══ RECORDS SHOWN ══

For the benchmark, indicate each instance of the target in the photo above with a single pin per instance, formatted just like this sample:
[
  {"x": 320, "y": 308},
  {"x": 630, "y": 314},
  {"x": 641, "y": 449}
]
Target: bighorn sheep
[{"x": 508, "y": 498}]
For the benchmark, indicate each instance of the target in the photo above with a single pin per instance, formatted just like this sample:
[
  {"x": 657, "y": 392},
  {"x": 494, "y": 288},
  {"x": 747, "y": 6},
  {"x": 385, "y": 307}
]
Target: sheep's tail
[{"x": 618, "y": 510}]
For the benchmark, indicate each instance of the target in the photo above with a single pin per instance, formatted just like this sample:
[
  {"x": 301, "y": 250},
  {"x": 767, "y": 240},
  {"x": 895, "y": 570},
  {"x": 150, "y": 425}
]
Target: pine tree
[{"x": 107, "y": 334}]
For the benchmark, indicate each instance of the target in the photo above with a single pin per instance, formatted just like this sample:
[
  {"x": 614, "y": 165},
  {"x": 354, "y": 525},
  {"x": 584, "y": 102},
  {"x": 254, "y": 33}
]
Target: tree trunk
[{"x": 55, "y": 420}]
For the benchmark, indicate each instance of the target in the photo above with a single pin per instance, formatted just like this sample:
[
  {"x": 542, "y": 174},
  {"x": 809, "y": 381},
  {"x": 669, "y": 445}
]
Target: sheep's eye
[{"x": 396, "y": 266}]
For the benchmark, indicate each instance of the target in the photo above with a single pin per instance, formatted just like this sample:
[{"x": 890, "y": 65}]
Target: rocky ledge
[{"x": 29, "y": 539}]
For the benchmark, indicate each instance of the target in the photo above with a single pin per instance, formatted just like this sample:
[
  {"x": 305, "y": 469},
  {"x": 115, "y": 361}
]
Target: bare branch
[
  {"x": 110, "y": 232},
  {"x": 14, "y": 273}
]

═══

WHAT YOU ARE ASKED TO DO
Retype all of the material above with every character intact.

TASK RESPONSE
For the benchmark, indicate each instance of the target in the photo above with a single pin per instance, formatted just like this sample:
[
  {"x": 320, "y": 308},
  {"x": 630, "y": 314},
  {"x": 641, "y": 449}
]
Target: bighorn sheep
[{"x": 508, "y": 498}]
For the benchmark, indicate each instance of the target in the photo above with a single pin per instance, formatted just like this sample:
[
  {"x": 657, "y": 392},
  {"x": 494, "y": 288},
  {"x": 747, "y": 6},
  {"x": 385, "y": 307}
]
Target: sheep's tail
[{"x": 618, "y": 510}]
For the benchmark, indicate each instance of the target in the photo above with a single pin per instance, formatted just like this sample:
[
  {"x": 301, "y": 250},
  {"x": 767, "y": 240},
  {"x": 895, "y": 570},
  {"x": 150, "y": 425}
]
Target: pine tree
[{"x": 107, "y": 334}]
For the benchmark, indicate each instance of the target in the photo above with a single pin per instance, formatted just like this sample:
[
  {"x": 614, "y": 165},
  {"x": 354, "y": 525},
  {"x": 584, "y": 102},
  {"x": 254, "y": 33}
]
Target: tree trunk
[{"x": 55, "y": 420}]
For the benchmark, indicate each instance of the target in the photo above with a single pin per instance, formatted just like this sample:
[
  {"x": 542, "y": 174},
  {"x": 809, "y": 381},
  {"x": 669, "y": 445}
]
Target: sheep's eye
[{"x": 396, "y": 266}]
For the benchmark, indicate each instance of the target in the photo above with a single pin per instance, formatted just like this sample:
[{"x": 890, "y": 65}]
Target: rocky ledge
[{"x": 29, "y": 539}]
For the benchmark, indicate each instance of the target in the photo above with a single pin per instance, formatted just like this sample:
[
  {"x": 305, "y": 469},
  {"x": 115, "y": 361}
]
Target: bare branch
[
  {"x": 110, "y": 232},
  {"x": 14, "y": 273}
]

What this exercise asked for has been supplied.